Segment Start: Excerpted text

QHFD

QHFD: A Backdoor HSA?

QHFD: a Qualified HSA Funding Distribution

QHFD (Qualified HSA Funding Distribution). What a fun term.

If you are less than 59 years old and have an HSA, consider funding it with your IRA. Especially if an inherited IRA or there is basis in the IRA mentioned below.

Once in your life, the IRS allows you to get Income in Respect to the Decedent out of your IRA and into your “stealth” IRA: your HSA. What is a Qualified HSA Funding Distribution?

What is a Qualified HSA Funding Distribution (QHFD)?

A Qualified HSA Funding Distribution is a once-in-a-lifetime opportunity the IRS gives you. On line 10 of Form 8889, you will find the instructions from the IRS.

This is a direct trustee-to-trustee transfer of your IRA into an HSA. You don’t include this funding in your income, it is not deductible, and it reduces the amount you can contribute to your HSA from other sources (including employer contributions).

Segment End: Excerpted text

--- To do ---
1 - From the QHFD text, list each consequence stated for the funding moved from an IRA into an HSA through a direct trustee-to-trustee transfer.
2 - Transcribe the stretch of the QHFD text from "Once in your" through "from the IRS.".

Segment Start: Record extracts

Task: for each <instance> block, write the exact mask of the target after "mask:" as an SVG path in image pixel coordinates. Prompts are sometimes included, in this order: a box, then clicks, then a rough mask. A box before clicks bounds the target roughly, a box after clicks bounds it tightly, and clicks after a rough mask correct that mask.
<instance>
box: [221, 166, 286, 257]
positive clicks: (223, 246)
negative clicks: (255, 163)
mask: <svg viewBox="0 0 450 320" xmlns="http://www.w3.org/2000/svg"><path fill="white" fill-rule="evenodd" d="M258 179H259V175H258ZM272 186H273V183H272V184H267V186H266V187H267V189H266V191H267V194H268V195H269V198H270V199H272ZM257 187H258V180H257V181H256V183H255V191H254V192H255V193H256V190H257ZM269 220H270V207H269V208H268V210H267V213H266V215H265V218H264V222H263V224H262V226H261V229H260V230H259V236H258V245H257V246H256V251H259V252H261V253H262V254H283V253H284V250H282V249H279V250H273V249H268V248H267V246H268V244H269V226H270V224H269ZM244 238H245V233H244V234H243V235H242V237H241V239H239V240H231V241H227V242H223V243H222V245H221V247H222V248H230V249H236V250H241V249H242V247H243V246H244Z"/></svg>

Segment End: Record extracts

--- Your responses ---
1 -
- It is not included in your income.
- It is not deductible.
- It reduces the amount you can contribute to your HSA from other sources, including employer contributions.

2 -
Once in your life, the IRS allows you to get Income in Respect to the Decedent out of your IRA and into your “stealth” IRA: your HSA. What is a Qualified HSA Funding Distribution?

What is a Qualified HSA Funding Distribution (QHFD)?

A Qualified HSA Funding Distribution is a once-in-a-lifetime opportunity the IRS gives you. On line 10 of Form 8889, you will find the instructions from the IRS.